** Start of THE RECORDS **
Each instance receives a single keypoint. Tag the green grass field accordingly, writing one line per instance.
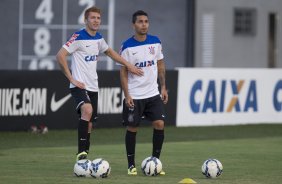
(250, 154)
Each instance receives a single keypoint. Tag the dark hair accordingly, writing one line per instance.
(91, 9)
(138, 13)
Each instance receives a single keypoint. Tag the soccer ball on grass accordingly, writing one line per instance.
(151, 166)
(212, 168)
(100, 168)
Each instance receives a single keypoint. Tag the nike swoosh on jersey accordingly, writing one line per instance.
(55, 105)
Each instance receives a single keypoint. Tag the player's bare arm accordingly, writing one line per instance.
(62, 60)
(161, 76)
(131, 68)
(124, 85)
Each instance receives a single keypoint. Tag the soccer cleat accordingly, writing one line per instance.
(132, 171)
(82, 155)
(162, 173)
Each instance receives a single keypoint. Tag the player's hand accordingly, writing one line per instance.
(129, 102)
(78, 84)
(134, 70)
(164, 96)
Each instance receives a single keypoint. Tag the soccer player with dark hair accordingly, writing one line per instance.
(84, 47)
(142, 97)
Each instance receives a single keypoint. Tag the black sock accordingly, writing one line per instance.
(87, 142)
(130, 141)
(82, 135)
(158, 139)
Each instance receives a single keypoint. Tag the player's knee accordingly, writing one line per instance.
(86, 111)
(159, 124)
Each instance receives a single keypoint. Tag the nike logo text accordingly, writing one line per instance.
(55, 105)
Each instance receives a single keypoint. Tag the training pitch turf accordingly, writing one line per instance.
(250, 154)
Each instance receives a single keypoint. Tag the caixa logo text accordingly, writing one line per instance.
(223, 96)
(277, 103)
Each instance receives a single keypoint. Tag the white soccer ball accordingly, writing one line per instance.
(100, 168)
(82, 168)
(212, 168)
(151, 166)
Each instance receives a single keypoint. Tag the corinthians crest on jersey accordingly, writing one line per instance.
** End of THE RECORDS **
**WHAT IS NEEDED**: Render all the records above as a numbered list with one line per entry, omitting any blank lines. Leave the pictures out of the list.

**CORRECT OUTPUT**:
1. Each instance receives a single keypoint. Tag the green grass field accordingly, writing one line per instance.
2. (250, 154)
3. Each instance receives a single keypoint. Tag the dark hair accordingly, writing one line per instance.
4. (91, 9)
5. (138, 13)
6. Each instance receives a single keypoint. Tag the soccer ball on grass accordingly, writing one line per instance.
7. (151, 166)
8. (212, 168)
9. (100, 168)
10. Each instance receives a single keypoint. Tag the nike swoosh on jersey accordingly, writing one line per instance.
11. (55, 105)
12. Each instance receives a single keypoint. Tag the player's bare arm accordingly, writing one line per instance.
13. (62, 60)
14. (161, 76)
15. (131, 68)
16. (124, 85)
17. Each instance receives a single keypoint. Tag the soccer cleat accordingly, writing one line per instance.
18. (132, 171)
19. (82, 155)
20. (162, 173)
21. Each instance receives a single keypoint. Tag the player's hand accordingly, writing one line per instance.
22. (129, 102)
23. (78, 84)
24. (134, 70)
25. (164, 96)
26. Each instance receives a single keypoint. Tag the soccer player with dark hair accordingly, writing one line per instance.
27. (84, 47)
28. (142, 97)
29. Each instance receives a single keypoint. Tag the black sock accordingly, writing one line per instance.
30. (87, 142)
31. (130, 141)
32. (82, 135)
33. (158, 139)
34. Each instance receives a single keypoint. Tag the player's knee accordingly, writing one line per instance.
35. (86, 111)
36. (159, 124)
37. Each instance receives a single keypoint. Tag the nike logo text accordingly, writing one line per instance.
38. (55, 105)
39. Each instance receives a single keypoint. Tag the training pitch turf accordingly, writing one line per instance.
40. (250, 154)
41. Each instance receives a single keypoint. Tag the caixa logo text accordingly, writing one line per instance.
42. (223, 96)
43. (277, 103)
44. Each instance receives a single keypoint. Tag the white soccer ball accordingly, writing one line per instance.
45. (100, 168)
46. (82, 168)
47. (212, 168)
48. (151, 166)
49. Each instance receives a single keypoint. Tag the corinthians crest on jersey accordingly, writing one line per instance.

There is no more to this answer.